REQUIREMENTS | Please rewrite the material below as a JSON list of strings, one string per line with blank lines left out. Start with the line containing "# test: locate points for every instance of the husky with" and continue through the line containing "(1072, 382)", including both of those lines.

RECORDS SUPPLIED |
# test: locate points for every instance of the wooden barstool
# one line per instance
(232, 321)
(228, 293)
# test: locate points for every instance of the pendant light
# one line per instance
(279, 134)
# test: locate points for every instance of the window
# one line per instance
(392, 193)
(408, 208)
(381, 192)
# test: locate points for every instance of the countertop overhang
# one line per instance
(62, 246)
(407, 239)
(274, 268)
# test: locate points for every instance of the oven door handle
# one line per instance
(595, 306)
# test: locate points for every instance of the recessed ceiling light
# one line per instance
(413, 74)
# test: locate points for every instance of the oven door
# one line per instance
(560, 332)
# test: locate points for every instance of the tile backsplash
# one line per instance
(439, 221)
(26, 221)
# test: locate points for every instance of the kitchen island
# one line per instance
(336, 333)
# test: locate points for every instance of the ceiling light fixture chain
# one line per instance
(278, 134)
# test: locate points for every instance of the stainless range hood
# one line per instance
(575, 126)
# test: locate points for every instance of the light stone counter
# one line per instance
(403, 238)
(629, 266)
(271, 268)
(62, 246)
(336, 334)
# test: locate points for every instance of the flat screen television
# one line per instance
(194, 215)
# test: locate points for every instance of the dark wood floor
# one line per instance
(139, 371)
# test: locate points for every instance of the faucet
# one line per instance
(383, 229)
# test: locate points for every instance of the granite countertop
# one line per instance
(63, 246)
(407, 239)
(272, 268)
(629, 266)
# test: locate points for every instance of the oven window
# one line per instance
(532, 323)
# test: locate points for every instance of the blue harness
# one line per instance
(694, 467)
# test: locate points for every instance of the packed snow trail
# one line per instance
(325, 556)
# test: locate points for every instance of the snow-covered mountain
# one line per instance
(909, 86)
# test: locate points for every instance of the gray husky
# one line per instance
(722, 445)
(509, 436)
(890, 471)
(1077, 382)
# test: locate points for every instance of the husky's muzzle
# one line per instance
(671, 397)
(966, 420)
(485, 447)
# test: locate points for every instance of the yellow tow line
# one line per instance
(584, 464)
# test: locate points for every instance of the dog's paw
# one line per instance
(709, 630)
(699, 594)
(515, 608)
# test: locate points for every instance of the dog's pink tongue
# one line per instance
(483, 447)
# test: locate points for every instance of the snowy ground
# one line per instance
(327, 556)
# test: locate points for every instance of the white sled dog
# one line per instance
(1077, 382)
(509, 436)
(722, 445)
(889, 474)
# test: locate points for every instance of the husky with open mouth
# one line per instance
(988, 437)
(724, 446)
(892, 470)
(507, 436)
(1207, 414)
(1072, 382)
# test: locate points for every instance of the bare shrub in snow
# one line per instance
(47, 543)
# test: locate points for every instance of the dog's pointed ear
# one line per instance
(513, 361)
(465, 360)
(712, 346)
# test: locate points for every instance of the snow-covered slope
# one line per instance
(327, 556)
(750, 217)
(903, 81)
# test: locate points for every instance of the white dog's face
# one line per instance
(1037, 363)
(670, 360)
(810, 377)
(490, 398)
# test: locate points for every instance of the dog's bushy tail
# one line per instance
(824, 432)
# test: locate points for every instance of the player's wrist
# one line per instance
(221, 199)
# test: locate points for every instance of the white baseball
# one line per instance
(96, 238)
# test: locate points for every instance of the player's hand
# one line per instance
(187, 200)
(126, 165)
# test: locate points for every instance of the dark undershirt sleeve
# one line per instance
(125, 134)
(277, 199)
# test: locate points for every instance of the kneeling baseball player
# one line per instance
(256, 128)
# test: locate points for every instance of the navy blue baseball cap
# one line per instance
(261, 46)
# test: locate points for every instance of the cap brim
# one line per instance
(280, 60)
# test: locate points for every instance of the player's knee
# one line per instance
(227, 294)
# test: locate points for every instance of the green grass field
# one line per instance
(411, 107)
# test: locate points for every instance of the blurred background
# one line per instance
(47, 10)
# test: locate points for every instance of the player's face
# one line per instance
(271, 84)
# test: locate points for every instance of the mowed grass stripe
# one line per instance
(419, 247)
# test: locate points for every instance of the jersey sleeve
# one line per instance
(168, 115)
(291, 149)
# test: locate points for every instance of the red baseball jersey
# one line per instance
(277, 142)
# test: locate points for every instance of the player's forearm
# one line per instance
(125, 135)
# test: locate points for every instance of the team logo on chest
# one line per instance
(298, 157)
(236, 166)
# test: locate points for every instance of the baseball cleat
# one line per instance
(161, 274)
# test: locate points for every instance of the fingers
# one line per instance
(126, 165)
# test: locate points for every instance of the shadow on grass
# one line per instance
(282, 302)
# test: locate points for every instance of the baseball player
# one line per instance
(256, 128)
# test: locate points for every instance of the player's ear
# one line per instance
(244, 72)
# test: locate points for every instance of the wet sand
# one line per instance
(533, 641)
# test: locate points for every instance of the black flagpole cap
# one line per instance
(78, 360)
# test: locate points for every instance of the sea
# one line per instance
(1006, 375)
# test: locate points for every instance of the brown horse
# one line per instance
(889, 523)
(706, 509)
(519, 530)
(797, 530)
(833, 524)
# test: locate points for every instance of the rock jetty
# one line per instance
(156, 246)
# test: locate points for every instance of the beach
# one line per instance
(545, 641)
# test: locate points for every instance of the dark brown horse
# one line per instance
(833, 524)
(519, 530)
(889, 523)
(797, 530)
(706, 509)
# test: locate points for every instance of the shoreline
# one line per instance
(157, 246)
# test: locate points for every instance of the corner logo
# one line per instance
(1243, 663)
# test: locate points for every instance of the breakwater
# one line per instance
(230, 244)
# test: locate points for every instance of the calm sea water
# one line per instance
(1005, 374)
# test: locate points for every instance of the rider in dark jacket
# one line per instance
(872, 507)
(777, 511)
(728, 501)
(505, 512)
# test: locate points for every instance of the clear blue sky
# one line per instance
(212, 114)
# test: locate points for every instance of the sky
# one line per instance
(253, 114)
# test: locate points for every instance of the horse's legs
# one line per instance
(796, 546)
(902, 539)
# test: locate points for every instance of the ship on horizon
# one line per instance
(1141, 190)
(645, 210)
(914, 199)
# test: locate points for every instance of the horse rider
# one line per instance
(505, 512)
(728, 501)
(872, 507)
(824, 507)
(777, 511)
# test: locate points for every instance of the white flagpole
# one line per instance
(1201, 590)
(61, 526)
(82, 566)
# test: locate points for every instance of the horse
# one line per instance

EXERCISE RESPONSE |
[
  "# test: locate points for every instance of the husky with open mouth",
  "# one line per instance",
  "(988, 437)",
  "(724, 446)",
  "(892, 470)",
  "(507, 436)",
  "(1207, 414)",
  "(1072, 382)"
]